## Given request
How many lines of the records below contain the string "baby"? Case counts. Reply with the number only.

## Records provided
= = = =

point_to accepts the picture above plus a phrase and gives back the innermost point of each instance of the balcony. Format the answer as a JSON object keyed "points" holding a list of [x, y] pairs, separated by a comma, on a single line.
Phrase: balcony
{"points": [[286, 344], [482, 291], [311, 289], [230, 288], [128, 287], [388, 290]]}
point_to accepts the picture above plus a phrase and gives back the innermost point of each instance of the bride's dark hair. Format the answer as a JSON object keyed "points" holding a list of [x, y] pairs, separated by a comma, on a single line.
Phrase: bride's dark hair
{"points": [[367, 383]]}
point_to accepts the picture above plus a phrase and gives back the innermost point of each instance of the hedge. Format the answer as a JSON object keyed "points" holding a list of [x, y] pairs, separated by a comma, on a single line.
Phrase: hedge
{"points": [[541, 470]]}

= = = =

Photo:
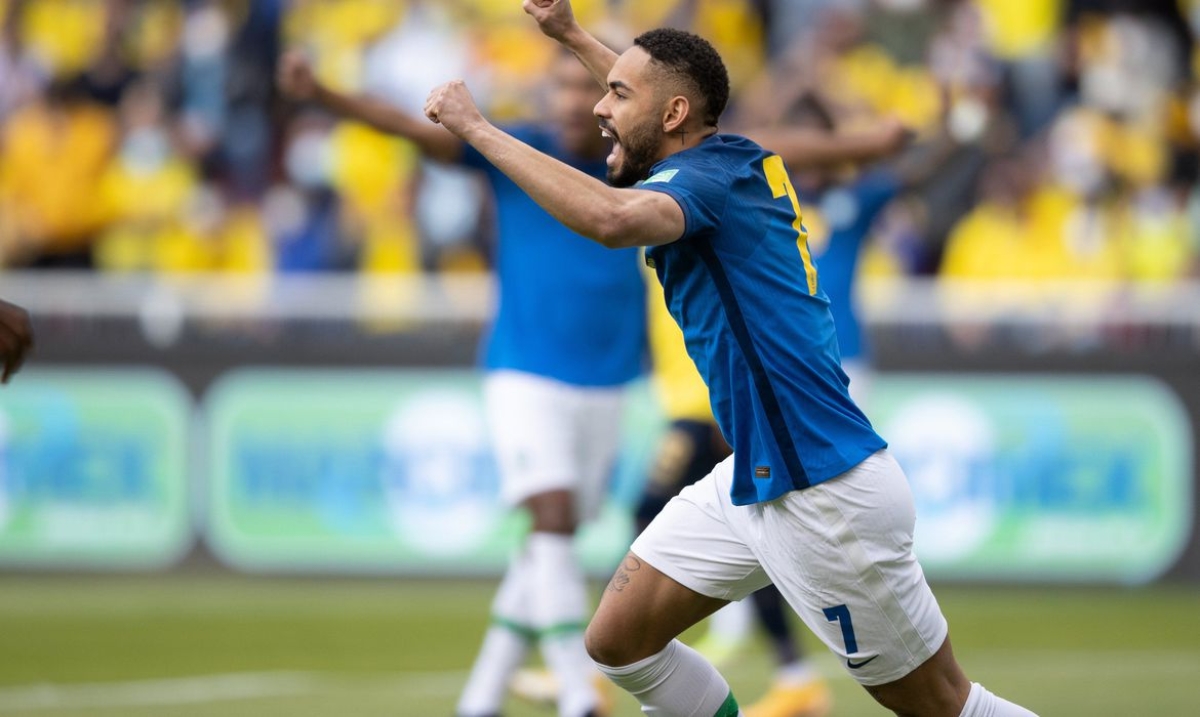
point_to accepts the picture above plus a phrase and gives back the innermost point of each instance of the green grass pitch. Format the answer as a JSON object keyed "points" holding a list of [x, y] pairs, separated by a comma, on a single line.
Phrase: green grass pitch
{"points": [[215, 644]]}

= = = =

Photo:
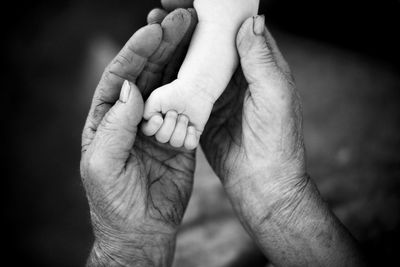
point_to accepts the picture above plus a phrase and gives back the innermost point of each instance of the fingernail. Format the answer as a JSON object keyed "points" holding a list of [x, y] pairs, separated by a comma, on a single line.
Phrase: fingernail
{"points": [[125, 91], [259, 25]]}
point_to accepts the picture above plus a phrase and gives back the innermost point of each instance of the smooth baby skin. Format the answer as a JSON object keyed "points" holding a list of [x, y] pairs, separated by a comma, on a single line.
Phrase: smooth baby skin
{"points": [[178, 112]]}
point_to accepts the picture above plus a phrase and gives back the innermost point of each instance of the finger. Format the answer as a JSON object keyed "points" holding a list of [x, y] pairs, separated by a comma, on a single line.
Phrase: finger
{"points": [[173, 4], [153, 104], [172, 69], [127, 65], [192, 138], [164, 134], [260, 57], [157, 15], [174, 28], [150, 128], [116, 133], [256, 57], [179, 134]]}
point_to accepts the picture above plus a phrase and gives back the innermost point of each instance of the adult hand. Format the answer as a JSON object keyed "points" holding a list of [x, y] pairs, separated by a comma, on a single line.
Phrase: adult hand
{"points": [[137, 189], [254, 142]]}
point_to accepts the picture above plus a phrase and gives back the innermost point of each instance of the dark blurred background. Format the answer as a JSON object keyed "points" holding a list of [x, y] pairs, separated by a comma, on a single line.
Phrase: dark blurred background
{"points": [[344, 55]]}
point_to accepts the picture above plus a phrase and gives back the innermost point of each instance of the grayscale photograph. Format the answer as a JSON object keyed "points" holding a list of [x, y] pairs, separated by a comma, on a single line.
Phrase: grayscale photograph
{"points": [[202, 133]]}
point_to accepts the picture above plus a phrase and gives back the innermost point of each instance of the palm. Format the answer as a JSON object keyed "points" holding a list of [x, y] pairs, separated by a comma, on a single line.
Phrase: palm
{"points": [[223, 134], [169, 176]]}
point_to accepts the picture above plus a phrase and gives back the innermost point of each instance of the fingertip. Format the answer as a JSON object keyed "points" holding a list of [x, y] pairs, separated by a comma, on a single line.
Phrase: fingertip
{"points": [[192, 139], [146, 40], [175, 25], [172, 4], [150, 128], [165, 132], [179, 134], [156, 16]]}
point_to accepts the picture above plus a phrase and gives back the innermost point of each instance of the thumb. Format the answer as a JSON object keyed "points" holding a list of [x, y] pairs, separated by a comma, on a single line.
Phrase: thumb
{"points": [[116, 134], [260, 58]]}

= = = =

## Response
2